§ Trecho fornecido
Apoiadores do Brexit se reúnem na Praça do Parlamento, em Londres, na Inglaterra, para celebrar saída da União Europeia - Stephen Chung/Xinhua
Apoiadores do Brexit se reúnem na Praça do Parlamento, em Londres, na Inglaterra, para celebrar saída da União Europeia Imagem: Stephen Chung/Xinhua

19/02/2020 15h34

Trabalhadores pouco qualificados não vão ser contemplados com vistos de trabalho no Reino Unido, segundo a política de imigração que será implementada agora que o Brexit —a saída britânica da União Europeia (UE) — foi concretizado.

Em vez disso, o governo do premiê Boris Johnson está encorajando empregadores a "deixarem de contar com" mão de obra barata da Europa e investir na retenção de funcionários e no desenvolvimento de tecnologia de automação.

A mudança faz parte de um novo conjunto de regras de imigração que devem entrar em vigor a partir de 1º janeiro de 2021, quando termina a livre circulação de cidadãos entre Reino Unido e UE.

Os mais afetados por essas novas diretrizes seriam os europeus, incluindo os brasileiros com dupla cidadania, que hoje podem trabalhar e viver no Reino Unido sem um visto de trabalho.

§ Linhas de dados
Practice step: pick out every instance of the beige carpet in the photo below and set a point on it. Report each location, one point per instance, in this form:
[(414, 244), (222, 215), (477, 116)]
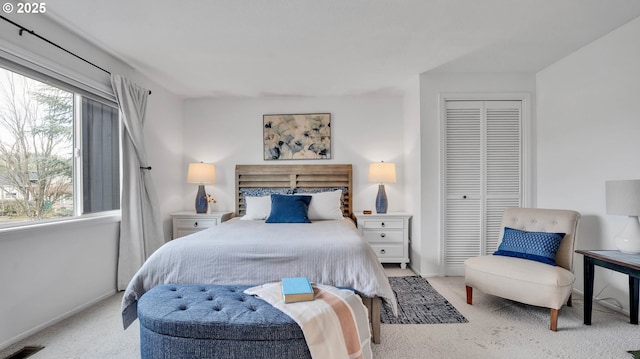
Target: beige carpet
[(497, 329)]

§ Objetivo da tarefa
Segundo o trecho fornecido, a partir de que data as novas regras de imigração do Reino Unido devem entrar em vigor? Baseie-se somente no trecho fornecido para responder.

§ Resolução do exercício
A partir de 1º de janeiro de 2021.